Task description:
Rewrite the items from the first one through the line containing "x=139 y=115", replacing every "photograph" with "image" and leaving everything else unchanged.

## start Data to process

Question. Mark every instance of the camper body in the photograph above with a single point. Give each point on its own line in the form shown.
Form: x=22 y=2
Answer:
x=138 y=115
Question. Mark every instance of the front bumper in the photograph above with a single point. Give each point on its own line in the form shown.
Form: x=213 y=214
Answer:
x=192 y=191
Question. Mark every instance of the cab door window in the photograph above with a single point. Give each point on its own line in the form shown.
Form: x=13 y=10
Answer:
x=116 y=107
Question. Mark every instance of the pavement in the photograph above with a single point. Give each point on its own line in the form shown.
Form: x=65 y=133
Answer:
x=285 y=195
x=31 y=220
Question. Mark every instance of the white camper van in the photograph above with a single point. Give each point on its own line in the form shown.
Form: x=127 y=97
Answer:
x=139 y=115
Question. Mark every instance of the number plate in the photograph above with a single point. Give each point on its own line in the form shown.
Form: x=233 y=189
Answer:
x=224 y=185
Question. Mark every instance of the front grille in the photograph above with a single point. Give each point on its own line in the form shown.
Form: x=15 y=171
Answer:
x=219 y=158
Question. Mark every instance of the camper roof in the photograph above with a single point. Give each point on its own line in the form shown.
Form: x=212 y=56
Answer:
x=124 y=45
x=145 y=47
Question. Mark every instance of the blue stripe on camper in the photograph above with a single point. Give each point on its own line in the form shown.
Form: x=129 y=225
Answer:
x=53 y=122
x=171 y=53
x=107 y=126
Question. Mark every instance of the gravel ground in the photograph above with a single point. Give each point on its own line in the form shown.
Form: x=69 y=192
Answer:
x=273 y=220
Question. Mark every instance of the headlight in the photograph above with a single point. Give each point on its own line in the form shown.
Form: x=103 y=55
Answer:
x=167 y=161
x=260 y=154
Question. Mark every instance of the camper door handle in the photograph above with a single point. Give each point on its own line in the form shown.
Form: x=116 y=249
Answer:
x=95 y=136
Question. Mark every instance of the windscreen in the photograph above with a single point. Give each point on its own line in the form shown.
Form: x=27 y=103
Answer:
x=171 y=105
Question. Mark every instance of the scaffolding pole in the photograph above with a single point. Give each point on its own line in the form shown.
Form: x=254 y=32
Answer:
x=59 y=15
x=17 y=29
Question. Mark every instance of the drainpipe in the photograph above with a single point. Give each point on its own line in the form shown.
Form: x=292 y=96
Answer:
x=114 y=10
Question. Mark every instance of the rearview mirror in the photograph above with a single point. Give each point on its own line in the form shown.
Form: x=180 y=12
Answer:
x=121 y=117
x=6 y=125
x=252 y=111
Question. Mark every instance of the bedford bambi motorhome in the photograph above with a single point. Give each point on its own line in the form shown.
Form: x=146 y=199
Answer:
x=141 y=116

## end Data to process

Full solution:
Question. Mark every instance of the camper body in the image above with a single point. Give each point on its own line in the form shown.
Form: x=22 y=2
Answer:
x=138 y=115
Question. Mark every instance of the front bumper in the image above with a single point. Give each point on its own line in the form shown.
Form: x=213 y=214
Answer:
x=192 y=191
Question. Mark every instance of the cab door window in the image above with a single point. Give each point on its own line in the form shown.
Form: x=13 y=10
Answer:
x=116 y=107
Question. Mark every instance of the pavement in the image above with a single point. Give each point on its own line in the form shown.
Form: x=65 y=133
Answer:
x=285 y=195
x=31 y=220
Question. Mark every instance of the white camper van in the image above with a single point. Give each point on its own line in the form shown.
Form: x=127 y=97
Answer:
x=139 y=115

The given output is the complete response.